* _DOCUMENT TEXT_
::::::::

He is a journalist, as you say, not a scientist, so he goes on information from scientists, and sifts it out, to assemble a whole that meets journalistic standards.
If many scientists are biased, and many are to a surprisingly large amount, he will pick up that bias, I am fairly sure, not being a scientist, and pass it on.
He also will not likely have gone searching for other scientists not looked upon highly by the press, and gotten their views and given them full weight..
I have trouble seeing that when the temperature tips. as he said, the Amazon forest will suddenly burn. The earth's temperature will be nowhere the ignition point of dry paper, let alone jungle plants. For another thing, at the rate of jungle destruction and replacement with Oil Palms by the giant international companies making big bucks off the tree-planting "carbon credits", there will not be any jungle to burn, and no inhabitants either, for that matter.
And I doubt he puts in that this tearing out jungle for oil palms is raising the CO2 faster, as they do not take as much out of the atmosphere as a growing jungle. Plus we lose all the uncataloged plant and animal species that MIGHT have some good for mankind.
I do not question that the Oxford Library is good, but does it have a copy of EVERYTHING relevant? Or just wht they received?

::::::::

(Coordinate-labeling data)
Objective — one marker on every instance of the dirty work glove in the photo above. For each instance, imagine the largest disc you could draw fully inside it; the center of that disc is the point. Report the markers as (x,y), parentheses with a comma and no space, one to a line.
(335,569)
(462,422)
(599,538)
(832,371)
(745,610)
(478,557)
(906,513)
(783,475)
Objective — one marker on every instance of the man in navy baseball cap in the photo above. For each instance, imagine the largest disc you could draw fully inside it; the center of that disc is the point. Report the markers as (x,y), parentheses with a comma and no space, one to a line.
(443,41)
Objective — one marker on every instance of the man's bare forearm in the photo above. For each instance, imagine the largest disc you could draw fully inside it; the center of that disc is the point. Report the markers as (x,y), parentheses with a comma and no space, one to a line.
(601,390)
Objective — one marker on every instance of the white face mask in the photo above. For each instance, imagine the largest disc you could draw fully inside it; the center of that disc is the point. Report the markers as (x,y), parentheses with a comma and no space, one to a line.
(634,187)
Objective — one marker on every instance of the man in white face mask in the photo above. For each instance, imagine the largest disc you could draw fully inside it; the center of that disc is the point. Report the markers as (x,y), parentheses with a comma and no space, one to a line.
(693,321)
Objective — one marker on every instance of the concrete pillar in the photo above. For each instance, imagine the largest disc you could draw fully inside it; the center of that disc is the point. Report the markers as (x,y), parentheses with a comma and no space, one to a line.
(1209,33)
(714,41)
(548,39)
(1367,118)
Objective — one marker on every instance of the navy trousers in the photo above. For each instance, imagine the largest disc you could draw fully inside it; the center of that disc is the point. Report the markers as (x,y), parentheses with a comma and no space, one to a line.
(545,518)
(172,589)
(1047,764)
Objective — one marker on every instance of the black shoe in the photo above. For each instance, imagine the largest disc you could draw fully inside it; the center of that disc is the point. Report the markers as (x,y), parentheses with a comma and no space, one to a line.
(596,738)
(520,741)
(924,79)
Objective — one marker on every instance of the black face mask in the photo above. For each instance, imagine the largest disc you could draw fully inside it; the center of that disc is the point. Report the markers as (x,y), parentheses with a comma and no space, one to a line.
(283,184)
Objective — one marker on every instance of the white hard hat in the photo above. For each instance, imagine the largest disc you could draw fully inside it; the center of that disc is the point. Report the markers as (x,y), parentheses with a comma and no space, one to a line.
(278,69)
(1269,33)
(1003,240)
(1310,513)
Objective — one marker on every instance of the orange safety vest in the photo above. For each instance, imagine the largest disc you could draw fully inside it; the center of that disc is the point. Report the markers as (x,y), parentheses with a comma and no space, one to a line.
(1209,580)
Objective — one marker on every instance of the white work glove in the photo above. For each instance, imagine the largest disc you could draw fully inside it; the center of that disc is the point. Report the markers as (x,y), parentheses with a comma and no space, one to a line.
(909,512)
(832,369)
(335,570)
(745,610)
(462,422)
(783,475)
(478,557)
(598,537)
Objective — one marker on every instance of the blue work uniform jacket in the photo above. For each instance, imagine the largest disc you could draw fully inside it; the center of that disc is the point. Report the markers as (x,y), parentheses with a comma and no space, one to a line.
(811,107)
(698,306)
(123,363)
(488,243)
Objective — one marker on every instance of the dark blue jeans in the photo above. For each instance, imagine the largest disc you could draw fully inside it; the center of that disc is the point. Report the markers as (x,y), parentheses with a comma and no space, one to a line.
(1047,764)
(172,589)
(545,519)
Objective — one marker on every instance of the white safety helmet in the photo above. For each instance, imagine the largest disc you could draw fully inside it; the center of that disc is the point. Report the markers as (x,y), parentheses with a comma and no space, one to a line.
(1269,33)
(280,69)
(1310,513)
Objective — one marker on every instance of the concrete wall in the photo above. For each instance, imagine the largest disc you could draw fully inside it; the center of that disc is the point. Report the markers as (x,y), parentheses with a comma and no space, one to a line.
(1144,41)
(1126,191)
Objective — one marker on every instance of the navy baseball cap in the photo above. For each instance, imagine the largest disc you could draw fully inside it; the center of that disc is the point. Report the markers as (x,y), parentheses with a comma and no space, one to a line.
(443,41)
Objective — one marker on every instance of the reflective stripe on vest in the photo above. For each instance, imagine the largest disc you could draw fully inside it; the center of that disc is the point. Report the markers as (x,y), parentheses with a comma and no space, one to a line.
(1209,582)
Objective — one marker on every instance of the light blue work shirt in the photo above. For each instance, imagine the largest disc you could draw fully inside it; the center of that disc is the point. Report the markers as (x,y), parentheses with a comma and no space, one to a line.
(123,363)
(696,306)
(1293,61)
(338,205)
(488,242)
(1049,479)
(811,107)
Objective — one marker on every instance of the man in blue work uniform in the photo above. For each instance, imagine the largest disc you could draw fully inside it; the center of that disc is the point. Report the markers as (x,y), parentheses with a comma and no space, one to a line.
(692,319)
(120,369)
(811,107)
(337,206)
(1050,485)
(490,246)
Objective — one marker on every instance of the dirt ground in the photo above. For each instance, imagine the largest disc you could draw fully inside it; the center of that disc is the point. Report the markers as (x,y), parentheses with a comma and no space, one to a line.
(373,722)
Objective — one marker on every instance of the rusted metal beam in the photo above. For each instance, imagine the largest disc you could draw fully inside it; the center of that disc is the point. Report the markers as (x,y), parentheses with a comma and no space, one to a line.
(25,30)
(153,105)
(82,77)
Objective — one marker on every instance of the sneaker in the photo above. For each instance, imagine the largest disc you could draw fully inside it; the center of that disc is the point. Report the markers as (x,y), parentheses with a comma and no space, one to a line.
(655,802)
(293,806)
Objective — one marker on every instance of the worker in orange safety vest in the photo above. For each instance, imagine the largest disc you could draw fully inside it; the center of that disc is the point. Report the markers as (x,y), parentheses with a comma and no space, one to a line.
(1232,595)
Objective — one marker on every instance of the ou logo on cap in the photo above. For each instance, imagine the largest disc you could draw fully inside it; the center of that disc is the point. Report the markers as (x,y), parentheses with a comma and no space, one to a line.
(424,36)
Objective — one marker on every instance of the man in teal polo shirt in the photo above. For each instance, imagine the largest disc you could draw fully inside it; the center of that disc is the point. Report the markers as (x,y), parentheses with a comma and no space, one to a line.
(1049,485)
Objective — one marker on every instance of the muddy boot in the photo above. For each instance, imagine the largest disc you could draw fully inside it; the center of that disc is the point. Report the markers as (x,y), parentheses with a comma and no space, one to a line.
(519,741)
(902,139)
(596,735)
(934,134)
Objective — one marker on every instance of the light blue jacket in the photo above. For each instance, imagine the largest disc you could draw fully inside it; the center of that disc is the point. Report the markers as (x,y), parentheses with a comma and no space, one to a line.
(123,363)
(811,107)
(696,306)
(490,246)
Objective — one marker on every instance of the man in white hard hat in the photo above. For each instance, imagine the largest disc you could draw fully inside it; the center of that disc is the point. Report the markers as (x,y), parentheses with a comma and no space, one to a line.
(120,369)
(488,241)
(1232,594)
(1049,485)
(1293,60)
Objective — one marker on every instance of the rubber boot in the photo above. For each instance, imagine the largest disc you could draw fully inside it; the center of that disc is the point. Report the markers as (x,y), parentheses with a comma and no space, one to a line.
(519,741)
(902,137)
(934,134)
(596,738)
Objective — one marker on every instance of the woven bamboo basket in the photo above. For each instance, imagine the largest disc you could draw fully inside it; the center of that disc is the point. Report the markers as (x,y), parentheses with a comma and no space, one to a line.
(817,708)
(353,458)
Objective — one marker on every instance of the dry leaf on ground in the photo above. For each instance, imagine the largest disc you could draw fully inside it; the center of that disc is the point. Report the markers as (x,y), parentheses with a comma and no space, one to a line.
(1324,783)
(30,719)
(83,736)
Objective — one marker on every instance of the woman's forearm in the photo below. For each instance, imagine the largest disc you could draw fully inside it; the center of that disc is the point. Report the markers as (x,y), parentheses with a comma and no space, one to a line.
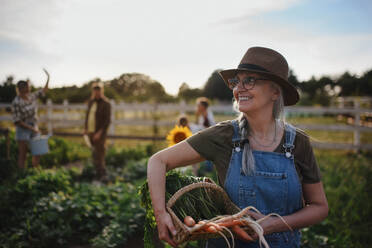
(156,179)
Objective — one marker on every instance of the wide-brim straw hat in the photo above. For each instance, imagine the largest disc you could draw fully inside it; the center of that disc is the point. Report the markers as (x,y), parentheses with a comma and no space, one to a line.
(270,63)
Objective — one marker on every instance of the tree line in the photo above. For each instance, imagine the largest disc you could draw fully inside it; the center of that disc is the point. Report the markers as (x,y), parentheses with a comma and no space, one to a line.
(137,87)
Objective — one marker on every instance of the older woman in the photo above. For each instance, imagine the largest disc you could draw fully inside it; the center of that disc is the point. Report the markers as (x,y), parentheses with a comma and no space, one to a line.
(24,111)
(261,161)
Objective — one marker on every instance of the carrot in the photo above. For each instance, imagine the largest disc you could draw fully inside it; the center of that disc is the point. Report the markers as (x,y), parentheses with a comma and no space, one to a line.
(241,233)
(211,229)
(232,223)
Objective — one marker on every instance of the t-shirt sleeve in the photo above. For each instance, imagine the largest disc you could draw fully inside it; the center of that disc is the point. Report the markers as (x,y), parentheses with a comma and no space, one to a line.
(306,161)
(214,142)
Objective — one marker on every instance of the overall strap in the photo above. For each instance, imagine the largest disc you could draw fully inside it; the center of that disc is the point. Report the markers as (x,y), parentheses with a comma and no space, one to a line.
(238,144)
(290,134)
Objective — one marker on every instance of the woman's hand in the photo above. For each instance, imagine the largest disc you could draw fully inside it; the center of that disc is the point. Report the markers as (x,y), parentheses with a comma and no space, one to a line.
(166,228)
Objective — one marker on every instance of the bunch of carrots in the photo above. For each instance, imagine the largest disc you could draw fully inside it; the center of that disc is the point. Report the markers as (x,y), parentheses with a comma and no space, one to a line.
(230,224)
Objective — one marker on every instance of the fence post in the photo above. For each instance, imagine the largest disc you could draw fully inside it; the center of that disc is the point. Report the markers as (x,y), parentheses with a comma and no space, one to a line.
(65,109)
(49,116)
(182,107)
(112,126)
(357,124)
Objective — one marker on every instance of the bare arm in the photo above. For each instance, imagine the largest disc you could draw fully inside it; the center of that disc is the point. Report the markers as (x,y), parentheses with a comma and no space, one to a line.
(315,210)
(181,154)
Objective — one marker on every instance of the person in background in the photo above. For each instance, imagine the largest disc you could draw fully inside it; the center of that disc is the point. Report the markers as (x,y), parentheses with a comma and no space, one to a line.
(24,115)
(97,121)
(261,160)
(183,121)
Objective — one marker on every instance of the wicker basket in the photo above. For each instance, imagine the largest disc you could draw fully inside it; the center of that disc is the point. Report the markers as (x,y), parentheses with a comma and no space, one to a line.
(183,231)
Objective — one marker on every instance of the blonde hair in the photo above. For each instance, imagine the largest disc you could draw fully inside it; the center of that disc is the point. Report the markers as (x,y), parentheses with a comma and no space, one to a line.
(248,162)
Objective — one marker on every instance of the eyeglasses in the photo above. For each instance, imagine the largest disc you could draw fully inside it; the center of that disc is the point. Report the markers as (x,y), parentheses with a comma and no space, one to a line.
(247,82)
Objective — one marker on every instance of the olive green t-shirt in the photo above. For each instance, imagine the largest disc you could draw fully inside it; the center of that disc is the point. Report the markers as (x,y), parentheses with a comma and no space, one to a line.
(215,144)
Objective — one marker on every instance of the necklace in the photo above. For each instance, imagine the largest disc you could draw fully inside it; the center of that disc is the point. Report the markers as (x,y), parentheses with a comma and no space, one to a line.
(269,145)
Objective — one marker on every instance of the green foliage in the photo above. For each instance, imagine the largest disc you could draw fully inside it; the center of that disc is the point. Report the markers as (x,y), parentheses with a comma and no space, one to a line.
(346,178)
(215,88)
(53,212)
(196,203)
(61,151)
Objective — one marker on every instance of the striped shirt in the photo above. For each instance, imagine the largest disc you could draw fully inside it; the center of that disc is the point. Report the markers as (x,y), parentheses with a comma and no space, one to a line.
(26,110)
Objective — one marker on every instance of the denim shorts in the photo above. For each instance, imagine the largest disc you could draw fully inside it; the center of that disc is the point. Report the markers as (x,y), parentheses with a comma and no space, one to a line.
(24,133)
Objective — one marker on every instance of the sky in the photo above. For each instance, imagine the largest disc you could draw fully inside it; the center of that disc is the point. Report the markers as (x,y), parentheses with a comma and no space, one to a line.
(178,41)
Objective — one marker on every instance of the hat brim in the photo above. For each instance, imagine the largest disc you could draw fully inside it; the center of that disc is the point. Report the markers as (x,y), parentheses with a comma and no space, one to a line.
(290,93)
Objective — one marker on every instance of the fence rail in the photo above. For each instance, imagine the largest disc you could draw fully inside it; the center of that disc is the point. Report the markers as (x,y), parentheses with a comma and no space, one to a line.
(72,115)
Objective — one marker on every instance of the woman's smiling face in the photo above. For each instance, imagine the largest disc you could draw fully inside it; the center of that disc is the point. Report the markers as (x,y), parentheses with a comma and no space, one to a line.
(261,95)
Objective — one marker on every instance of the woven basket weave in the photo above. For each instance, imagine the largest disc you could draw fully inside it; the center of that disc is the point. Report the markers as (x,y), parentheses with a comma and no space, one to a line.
(183,233)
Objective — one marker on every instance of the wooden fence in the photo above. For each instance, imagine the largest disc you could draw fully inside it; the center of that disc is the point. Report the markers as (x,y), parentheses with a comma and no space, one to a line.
(144,114)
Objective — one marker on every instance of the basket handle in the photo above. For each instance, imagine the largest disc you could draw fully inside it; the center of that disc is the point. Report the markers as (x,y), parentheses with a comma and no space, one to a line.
(190,187)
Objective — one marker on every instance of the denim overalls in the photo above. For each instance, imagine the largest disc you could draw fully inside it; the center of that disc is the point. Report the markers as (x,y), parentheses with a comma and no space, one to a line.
(273,188)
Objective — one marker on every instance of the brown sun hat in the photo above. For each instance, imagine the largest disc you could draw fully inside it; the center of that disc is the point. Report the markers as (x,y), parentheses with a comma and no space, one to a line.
(270,63)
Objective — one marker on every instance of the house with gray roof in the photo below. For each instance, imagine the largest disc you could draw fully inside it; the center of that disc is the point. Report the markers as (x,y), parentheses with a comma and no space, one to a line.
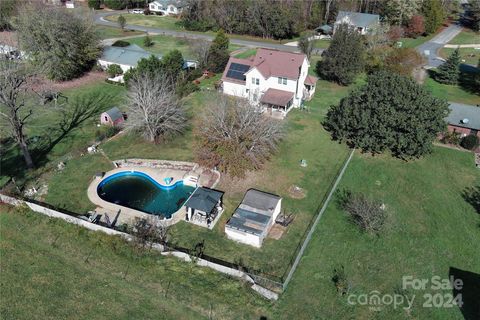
(254,217)
(464,119)
(362,22)
(204,207)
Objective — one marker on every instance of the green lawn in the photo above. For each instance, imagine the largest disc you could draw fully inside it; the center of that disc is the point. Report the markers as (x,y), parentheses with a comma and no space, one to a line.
(105,32)
(431,229)
(467,55)
(466,37)
(55,270)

::::::::

* _PROBLEMS_
[1] Summarize the comment on climate journalism in three sentences.
[2] Extend the comment on climate journalism, picking up after its final sentence.
These data come from a separate source.

* _RESPONSES BY TASK_
[1] The comment argues that the journalist, not being a scientist, relies on and sifts information from scientists, so he will likely pick up and pass on their bias and has probably not sought out scientists the press does not regard highly. It doubts the claim that the Amazon forest will suddenly burn when the temperature tips, noting that jungle is being destroyed and replaced with oil palms by international companies profiting from carbon credits. It adds that this clearing raises CO2 faster and loses uncataloged species, and it asks whether the Oxford Library holds everything relevant or only what it received.

[2]
It is unfortunate but true that at least some prominent scientific journals do not publish otherwise scholarly papers solely on the basis of an author's political or personal ethical leanings. Things unrelated to the paper's contents. And if unpublished, in a "good" journal, those inputs are lilely to perish, not be read by a journalist.
Has this one corrected for the bias in the journals and possibly in the library?
And I will believe a lot more if he has pointed out that the models for the global warming today also will show it should have been good squash and cotton growing climate in the Peruvian Andes in 10,000 BC, as just came out in the news.
A good model will not suppress the MWP and the LIA when it calculates the climate. Those were historical parts of our climate. If the model is wrong, why put faith in the results?
Oh, and if the warming is unstoppable, it will proceed to infinity, and scientists elsewhere can study the very basic particles as the earth's temperature heads to upward indefinitely. Radiating like a small Quasar!!
"Unstoppable" is a journalistic expression, not usually a scientific one.
I wonder...with all the extra carbon coming along, and all the heat, will it not use up all the oxygen and start turning the Carbon Dioxide to Carbon Monoxide; A greenhouse gas, but less potent, I believe. Does his book speak to this subject? And is it affordable?
Based on your review of the book and the statements, yeah, I distrust him. Sounds like another sensationalist journalist; the Amazon Forest catching fire sounds like National Enquirer news!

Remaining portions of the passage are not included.